Where does the string "lipstick" appear in the records? Copy each line that holds it.

---- Information given

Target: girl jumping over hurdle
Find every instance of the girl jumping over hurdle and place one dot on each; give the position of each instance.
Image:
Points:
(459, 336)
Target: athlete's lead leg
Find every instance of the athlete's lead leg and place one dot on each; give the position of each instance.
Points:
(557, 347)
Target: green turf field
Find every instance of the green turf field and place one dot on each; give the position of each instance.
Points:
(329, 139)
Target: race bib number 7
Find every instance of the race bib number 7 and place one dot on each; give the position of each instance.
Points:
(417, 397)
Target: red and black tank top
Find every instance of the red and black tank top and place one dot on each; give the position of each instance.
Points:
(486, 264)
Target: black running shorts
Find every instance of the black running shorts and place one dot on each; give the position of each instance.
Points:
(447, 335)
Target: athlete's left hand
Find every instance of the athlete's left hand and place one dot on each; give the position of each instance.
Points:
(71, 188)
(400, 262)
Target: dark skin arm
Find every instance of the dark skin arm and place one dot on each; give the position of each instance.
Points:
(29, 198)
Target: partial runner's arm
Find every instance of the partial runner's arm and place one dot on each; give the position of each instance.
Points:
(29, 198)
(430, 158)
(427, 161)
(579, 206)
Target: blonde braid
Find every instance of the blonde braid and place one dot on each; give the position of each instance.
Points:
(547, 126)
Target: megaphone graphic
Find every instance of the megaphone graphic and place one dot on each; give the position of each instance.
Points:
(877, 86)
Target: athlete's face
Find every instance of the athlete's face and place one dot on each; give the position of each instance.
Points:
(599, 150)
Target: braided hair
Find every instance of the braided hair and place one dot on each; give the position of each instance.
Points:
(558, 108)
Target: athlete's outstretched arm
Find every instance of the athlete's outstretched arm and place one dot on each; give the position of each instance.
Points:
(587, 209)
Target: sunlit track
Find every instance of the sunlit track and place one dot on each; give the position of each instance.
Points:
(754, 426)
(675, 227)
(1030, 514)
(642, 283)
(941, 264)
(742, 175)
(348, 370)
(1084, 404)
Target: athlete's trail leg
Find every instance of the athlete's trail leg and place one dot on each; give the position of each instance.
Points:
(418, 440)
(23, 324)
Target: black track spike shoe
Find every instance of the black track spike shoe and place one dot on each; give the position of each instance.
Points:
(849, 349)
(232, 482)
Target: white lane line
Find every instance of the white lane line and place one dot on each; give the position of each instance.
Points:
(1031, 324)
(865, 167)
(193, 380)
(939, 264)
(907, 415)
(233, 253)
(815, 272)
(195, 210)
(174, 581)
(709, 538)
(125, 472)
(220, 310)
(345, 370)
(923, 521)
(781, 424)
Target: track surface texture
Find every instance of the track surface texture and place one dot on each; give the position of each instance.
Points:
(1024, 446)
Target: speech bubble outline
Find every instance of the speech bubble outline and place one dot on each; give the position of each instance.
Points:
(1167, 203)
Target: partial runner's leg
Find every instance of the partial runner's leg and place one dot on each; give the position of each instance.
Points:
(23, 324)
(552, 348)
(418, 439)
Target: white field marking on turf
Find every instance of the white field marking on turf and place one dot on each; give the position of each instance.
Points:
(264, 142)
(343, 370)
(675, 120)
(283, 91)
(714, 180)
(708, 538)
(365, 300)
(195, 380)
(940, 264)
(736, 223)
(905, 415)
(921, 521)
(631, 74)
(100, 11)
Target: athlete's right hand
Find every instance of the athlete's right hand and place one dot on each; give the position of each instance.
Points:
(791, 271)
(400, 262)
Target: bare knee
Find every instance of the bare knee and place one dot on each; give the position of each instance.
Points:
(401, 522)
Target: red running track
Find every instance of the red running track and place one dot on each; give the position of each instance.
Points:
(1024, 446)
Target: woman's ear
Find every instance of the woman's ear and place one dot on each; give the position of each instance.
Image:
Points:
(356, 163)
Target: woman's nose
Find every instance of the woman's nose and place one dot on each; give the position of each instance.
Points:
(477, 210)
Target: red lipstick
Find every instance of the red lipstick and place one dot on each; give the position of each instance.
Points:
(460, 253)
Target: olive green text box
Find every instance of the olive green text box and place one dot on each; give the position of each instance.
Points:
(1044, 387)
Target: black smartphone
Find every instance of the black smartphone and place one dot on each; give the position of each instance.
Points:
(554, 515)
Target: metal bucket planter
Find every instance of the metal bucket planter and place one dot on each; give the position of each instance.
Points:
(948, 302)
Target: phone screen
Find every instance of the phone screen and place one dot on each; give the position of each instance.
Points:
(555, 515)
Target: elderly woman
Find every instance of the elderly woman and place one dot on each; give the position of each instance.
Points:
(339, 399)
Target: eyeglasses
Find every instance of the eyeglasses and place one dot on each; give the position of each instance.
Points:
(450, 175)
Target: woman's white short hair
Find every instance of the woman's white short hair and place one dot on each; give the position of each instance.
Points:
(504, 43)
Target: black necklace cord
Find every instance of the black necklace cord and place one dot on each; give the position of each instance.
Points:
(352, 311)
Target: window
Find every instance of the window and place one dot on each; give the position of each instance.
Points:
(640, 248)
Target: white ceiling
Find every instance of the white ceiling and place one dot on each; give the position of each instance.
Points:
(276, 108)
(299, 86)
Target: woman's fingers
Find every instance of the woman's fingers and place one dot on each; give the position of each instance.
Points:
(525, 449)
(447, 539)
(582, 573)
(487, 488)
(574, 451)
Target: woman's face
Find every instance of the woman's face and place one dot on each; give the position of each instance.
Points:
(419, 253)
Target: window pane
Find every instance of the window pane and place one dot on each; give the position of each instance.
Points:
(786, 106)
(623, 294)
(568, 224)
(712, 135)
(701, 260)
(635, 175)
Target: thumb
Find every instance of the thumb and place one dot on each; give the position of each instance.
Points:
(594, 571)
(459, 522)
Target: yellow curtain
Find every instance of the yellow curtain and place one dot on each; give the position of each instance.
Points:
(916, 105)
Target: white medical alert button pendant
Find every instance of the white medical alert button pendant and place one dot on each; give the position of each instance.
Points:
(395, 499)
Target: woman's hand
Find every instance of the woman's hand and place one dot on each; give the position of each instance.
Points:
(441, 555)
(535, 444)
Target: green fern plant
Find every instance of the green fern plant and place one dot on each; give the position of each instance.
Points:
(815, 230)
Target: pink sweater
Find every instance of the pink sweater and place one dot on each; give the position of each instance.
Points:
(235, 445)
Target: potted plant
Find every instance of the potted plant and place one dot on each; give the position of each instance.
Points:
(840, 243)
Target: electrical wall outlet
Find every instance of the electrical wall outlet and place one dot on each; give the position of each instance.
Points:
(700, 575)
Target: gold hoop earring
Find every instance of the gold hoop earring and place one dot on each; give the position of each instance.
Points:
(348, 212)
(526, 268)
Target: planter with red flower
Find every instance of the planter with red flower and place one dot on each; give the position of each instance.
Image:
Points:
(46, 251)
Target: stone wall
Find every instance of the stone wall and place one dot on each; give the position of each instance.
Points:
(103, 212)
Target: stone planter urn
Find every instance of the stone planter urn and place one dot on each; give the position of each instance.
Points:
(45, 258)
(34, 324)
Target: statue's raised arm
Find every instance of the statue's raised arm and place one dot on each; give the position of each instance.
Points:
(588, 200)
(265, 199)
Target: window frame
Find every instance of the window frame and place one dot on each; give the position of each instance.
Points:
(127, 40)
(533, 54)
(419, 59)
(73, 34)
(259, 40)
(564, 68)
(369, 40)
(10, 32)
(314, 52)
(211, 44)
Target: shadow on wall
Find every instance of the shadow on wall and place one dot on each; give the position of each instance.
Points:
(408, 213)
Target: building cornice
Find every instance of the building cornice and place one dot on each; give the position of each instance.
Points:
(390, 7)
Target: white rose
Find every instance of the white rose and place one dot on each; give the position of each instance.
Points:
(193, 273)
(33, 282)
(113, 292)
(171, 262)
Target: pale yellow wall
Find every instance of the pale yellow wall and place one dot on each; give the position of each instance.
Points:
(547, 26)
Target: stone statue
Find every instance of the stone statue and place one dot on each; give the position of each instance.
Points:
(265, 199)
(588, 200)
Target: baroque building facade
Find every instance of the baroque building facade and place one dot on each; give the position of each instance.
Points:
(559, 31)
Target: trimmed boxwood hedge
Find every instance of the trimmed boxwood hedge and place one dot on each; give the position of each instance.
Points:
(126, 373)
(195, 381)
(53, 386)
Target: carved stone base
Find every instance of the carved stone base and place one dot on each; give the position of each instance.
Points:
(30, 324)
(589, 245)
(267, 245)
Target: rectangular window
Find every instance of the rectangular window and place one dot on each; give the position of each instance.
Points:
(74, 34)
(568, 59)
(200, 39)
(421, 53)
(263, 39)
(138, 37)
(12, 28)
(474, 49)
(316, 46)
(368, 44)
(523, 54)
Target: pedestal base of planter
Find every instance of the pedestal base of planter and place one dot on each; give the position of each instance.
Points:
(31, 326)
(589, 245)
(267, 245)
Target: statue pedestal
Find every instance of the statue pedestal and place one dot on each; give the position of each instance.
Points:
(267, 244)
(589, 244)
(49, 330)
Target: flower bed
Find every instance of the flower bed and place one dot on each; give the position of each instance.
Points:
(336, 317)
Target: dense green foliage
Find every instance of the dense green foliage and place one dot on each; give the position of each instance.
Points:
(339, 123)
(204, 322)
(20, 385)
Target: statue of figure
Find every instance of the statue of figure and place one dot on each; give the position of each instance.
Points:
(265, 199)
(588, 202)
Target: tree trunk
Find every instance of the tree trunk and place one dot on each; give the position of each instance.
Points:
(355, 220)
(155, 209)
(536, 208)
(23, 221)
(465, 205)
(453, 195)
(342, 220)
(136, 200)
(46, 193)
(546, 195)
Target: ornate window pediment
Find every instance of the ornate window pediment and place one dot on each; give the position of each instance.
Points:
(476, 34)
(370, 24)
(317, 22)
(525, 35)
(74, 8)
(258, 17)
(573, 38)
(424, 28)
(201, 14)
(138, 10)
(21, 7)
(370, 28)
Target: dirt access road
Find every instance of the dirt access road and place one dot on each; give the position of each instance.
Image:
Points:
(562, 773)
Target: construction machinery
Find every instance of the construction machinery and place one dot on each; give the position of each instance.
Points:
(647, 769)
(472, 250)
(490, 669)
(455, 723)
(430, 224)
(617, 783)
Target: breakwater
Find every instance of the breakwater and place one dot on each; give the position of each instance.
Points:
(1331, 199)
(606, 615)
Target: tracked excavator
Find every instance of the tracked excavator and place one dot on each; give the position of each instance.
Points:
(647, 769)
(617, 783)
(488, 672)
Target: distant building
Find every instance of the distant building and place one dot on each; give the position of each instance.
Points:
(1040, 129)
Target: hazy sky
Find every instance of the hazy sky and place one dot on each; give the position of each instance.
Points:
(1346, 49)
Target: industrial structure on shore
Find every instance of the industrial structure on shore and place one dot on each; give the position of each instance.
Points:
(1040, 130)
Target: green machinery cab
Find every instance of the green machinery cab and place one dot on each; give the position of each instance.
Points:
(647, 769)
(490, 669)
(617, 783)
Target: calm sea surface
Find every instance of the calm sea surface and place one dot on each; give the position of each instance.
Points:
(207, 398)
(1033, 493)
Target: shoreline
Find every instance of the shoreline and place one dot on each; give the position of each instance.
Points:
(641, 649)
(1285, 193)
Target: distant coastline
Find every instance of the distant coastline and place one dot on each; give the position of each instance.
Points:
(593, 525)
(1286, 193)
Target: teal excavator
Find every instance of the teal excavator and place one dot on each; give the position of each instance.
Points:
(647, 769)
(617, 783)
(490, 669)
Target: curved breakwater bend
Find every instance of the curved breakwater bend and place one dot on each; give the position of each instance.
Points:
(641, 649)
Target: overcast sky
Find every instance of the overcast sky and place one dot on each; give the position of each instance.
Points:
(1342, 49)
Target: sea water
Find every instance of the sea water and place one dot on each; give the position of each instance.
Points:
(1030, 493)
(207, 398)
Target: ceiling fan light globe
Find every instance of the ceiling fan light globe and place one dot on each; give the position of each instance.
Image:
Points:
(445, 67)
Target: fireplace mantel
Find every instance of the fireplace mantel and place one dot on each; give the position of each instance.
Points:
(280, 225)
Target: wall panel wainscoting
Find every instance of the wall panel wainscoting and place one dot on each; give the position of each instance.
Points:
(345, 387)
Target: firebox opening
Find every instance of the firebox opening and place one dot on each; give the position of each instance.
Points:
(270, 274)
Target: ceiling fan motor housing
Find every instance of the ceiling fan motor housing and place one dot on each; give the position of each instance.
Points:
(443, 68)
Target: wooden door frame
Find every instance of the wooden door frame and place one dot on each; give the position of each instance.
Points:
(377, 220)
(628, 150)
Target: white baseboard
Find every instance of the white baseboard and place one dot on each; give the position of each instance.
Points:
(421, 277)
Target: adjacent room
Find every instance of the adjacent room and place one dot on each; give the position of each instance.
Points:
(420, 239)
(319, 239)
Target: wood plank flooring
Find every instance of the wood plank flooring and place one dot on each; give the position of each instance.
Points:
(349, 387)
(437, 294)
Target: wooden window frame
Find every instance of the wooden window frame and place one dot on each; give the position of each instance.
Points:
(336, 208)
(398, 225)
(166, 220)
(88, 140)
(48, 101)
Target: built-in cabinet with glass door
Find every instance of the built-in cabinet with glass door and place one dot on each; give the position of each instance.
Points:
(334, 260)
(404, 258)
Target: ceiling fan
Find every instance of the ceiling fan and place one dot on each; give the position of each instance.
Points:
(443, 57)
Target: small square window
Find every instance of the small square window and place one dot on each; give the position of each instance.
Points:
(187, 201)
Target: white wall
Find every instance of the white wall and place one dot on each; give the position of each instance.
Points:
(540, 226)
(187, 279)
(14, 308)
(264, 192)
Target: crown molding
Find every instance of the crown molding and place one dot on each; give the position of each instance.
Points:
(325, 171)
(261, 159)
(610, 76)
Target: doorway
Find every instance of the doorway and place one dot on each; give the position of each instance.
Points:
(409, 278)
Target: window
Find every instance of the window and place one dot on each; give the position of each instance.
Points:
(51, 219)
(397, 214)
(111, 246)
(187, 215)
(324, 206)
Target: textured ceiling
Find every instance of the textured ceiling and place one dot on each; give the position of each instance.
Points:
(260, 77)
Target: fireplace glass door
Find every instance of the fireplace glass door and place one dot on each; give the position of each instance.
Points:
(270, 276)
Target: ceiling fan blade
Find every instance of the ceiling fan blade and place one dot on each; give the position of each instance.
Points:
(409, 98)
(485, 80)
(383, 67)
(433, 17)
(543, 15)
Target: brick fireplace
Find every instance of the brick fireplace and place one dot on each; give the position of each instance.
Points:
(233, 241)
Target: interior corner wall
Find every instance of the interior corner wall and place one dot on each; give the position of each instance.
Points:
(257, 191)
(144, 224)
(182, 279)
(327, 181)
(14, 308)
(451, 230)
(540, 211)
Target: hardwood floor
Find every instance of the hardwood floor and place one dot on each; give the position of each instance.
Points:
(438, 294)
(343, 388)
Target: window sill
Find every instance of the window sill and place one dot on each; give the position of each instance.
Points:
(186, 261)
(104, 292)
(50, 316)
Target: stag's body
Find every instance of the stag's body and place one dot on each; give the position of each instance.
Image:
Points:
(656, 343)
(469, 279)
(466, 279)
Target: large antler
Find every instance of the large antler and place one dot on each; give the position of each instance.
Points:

--------

» Answer to this exercise:
Target: red lipstick
Find every instance of the red lipstick and place one dot on each; give the position of each instance.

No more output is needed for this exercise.